§ The task
Word for word, restate the records that appear below.
--- Data listing Enclosed Below ---
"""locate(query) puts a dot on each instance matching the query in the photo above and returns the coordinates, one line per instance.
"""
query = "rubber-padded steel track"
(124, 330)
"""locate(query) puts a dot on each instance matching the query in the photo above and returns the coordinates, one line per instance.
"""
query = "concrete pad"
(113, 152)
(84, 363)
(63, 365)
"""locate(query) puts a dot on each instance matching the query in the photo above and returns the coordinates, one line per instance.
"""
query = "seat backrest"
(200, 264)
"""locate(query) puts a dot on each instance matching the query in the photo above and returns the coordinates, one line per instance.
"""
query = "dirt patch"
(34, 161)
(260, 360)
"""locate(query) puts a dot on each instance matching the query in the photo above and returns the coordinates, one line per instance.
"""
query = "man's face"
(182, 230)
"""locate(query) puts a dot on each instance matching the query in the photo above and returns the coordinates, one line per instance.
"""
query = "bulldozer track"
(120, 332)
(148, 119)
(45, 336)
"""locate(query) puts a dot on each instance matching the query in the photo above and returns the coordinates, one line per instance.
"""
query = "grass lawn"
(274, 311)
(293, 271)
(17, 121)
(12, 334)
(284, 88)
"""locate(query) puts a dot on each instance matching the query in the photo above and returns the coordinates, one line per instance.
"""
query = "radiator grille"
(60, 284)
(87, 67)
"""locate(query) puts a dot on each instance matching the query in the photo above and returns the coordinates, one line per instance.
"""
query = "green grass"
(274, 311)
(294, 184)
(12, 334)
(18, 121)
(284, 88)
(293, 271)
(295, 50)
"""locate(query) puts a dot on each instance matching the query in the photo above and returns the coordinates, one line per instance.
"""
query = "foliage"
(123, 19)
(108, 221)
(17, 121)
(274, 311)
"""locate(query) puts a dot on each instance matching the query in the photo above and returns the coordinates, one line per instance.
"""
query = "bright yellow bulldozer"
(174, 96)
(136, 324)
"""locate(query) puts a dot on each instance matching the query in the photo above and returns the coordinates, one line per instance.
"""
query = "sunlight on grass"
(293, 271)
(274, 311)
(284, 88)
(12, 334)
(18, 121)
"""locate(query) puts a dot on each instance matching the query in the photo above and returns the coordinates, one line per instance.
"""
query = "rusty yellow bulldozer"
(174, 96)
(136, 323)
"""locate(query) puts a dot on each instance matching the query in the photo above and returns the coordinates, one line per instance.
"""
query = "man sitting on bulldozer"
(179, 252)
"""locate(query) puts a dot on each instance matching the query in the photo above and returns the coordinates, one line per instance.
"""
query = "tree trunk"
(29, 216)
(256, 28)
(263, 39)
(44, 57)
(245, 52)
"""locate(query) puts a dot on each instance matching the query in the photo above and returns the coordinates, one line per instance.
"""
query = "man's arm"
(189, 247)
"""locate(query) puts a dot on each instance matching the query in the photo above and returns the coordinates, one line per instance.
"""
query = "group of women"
--- End of Enclosed Data listing ---
§ Written answer
"""locate(query) puts a dot on each instance matching the query in the photo above and returns the coordinates, one line per instance.
"""
query = "rubber-padded steel track"
(124, 330)
"""locate(query) puts a dot on each instance matching the query in the photo above and returns the coordinates, one line per instance.
"""
query = "concrete pad"
(113, 152)
(84, 363)
(63, 365)
"""locate(query) puts a dot on each instance matching the query in the photo above and returns the coordinates, one line per instance.
"""
query = "seat backrest"
(200, 264)
"""locate(query) puts a dot on each instance matching the query in the photo above and returns the coordinates, one line per instance.
"""
query = "dirt patch"
(34, 161)
(260, 360)
"""locate(query) puts a dot on each instance matching the query in the photo above and returns the coordinates, one line per instance.
"""
query = "man's face"
(182, 230)
"""locate(query) puts a dot on each instance matching the query in the photo above and returns the coordinates, one line per instance.
"""
query = "bulldozer track"
(120, 332)
(148, 119)
(45, 336)
"""locate(query) puts a dot on each instance matching the query in the photo above and returns the coordinates, one line per instance.
"""
query = "grass lawn"
(274, 311)
(293, 271)
(17, 121)
(12, 334)
(284, 88)
"""locate(query) puts a dot on each instance matching the query in the photo above and returns the coordinates, one line per instance.
"""
query = "radiator grille"
(60, 284)
(87, 67)
"""locate(query) puts a dot on each instance matching the query in the photo above and returns the coordinates, one line per instance.
"""
query = "green grass"
(274, 311)
(294, 184)
(12, 334)
(18, 121)
(284, 88)
(293, 271)
(295, 50)
"""locate(query) puts a dot on each instance matching the query in the photo above and returns the coordinates, one line per instance.
"""
query = "foliage"
(123, 19)
(108, 221)
(17, 121)
(274, 311)
"""locate(query) puts a dot on each instance matching the query in the photo above and returns the coordinates, one line per instance.
"""
query = "bright yellow bulldozer"
(174, 96)
(136, 324)
"""locate(query) puts a dot on each instance matching the query in the photo above and returns the coordinates, one line per instance.
"""
query = "sunlight on grass"
(293, 271)
(274, 311)
(284, 88)
(12, 334)
(18, 121)
"""locate(query) puts a dot on each instance matching the query in the photo above and returns the coordinates, one line per instance.
"""
query = "rusty yellow bulldozer"
(174, 96)
(136, 323)
"""locate(query) puts a dot on each instance matching the query in the photo above and returns the coordinates, one line per instance.
"""
query = "man sitting on bulldozer"
(179, 252)
"""locate(query) puts a dot on each instance matching the query in the photo above and returns the coordinates, one line per instance.
"""
query = "tree trunk"
(29, 216)
(256, 28)
(263, 39)
(44, 57)
(245, 52)
"""locate(query) puts a dot on each instance matching the query in the photo above and returns the coordinates, one line per instance.
"""
query = "man's arm"
(189, 247)
"""locate(query) puts a dot on each instance matching the query in the photo above and returns the coordinates, one line per instance.
"""
query = "group of women"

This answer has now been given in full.